WRITTEN PROBLEM ::
Starting at the line containing "Object = black and white photograph" and ending at the line containing "left=186, top=195, right=245, bottom=219", render the records below as a numbered list with blank lines omitted. Include both end lines.

(Records for bounding box labeling)
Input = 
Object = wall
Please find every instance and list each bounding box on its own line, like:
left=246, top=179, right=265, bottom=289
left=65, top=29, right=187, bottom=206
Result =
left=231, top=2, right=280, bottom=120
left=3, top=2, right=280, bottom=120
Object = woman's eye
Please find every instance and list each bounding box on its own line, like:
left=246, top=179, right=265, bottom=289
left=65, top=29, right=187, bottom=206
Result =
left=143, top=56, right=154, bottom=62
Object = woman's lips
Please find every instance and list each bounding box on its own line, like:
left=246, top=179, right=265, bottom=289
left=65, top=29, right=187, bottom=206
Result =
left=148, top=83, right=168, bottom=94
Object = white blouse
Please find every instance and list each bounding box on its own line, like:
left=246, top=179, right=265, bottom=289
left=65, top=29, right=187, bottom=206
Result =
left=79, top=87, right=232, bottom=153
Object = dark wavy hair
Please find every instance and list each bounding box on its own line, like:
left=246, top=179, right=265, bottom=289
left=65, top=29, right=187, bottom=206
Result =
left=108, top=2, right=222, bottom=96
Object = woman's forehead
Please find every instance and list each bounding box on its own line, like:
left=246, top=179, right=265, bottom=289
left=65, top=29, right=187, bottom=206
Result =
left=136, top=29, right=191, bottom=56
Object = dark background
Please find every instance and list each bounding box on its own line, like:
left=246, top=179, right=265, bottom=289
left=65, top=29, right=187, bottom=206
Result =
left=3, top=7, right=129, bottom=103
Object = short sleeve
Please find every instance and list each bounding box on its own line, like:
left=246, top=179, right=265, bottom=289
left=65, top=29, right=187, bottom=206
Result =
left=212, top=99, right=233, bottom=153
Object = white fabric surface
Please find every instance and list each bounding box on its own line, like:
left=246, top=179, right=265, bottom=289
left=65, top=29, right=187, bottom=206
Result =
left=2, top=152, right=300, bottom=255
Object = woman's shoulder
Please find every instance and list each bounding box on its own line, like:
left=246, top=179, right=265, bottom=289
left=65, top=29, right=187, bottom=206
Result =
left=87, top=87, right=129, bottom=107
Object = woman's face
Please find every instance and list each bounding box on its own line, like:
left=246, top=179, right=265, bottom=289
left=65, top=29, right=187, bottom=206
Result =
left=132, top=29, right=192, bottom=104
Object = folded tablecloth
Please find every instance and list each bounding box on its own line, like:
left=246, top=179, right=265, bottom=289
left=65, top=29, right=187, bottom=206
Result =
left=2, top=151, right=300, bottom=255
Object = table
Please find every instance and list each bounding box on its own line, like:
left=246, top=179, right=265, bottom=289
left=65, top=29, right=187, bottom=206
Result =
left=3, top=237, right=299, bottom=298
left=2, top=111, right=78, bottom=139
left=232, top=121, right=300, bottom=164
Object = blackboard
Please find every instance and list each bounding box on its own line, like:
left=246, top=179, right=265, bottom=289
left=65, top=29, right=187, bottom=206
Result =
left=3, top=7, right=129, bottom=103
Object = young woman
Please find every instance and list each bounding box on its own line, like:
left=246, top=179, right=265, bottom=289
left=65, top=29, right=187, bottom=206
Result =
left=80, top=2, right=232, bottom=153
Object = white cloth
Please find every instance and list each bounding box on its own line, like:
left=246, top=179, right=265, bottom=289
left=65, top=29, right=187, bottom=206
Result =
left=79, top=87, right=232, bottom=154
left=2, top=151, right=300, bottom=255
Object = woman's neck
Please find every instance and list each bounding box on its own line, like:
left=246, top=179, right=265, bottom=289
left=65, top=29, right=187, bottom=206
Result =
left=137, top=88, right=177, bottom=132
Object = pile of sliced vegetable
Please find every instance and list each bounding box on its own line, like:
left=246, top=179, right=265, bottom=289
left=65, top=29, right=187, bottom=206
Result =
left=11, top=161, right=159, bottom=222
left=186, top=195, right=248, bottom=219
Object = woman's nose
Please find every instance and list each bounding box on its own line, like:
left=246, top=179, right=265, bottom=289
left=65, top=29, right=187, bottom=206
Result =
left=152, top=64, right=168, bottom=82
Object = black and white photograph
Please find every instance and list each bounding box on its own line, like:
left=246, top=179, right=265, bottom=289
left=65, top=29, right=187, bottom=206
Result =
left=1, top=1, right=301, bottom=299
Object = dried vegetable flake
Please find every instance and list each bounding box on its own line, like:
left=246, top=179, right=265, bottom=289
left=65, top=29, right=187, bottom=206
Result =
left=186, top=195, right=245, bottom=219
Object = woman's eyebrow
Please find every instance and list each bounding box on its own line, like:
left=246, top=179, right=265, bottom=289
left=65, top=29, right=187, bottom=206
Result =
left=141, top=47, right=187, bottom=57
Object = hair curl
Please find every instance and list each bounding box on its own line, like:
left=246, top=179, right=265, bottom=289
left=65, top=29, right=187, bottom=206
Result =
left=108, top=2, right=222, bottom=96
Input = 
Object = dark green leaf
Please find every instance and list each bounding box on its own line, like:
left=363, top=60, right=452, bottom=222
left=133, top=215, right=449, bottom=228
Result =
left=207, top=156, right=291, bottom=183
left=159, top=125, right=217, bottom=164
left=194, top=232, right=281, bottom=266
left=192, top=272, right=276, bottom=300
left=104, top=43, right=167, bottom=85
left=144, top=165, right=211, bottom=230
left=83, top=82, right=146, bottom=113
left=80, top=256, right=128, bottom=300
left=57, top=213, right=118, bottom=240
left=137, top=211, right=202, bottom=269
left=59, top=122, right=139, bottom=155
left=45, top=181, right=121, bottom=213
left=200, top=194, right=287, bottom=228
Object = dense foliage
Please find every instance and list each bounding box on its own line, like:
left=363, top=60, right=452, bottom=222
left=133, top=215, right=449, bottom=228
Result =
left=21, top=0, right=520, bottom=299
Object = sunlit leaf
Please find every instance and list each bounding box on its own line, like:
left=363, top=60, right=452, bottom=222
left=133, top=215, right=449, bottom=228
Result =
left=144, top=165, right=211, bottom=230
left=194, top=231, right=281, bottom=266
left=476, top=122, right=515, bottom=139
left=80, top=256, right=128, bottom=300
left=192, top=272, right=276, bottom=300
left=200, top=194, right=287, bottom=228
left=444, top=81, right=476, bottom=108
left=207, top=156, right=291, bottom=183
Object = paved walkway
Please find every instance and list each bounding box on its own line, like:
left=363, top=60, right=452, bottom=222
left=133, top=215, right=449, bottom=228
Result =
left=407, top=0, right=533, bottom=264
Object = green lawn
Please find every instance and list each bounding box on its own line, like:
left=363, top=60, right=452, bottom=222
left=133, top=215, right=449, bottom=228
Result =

WRITTEN ANSWER ::
1. Object = black and white photograph
2. Please find every instance and list each bounding box on its own line, like:
3. left=246, top=179, right=265, bottom=289
4. left=65, top=29, right=187, bottom=206
5. Result =
6. left=1, top=1, right=301, bottom=299
7. Object = dried vegetable flake
8. Please find every instance and list each bounding box on its own line, like:
9. left=246, top=179, right=265, bottom=289
10. left=65, top=29, right=187, bottom=206
11. Result =
12. left=186, top=195, right=245, bottom=219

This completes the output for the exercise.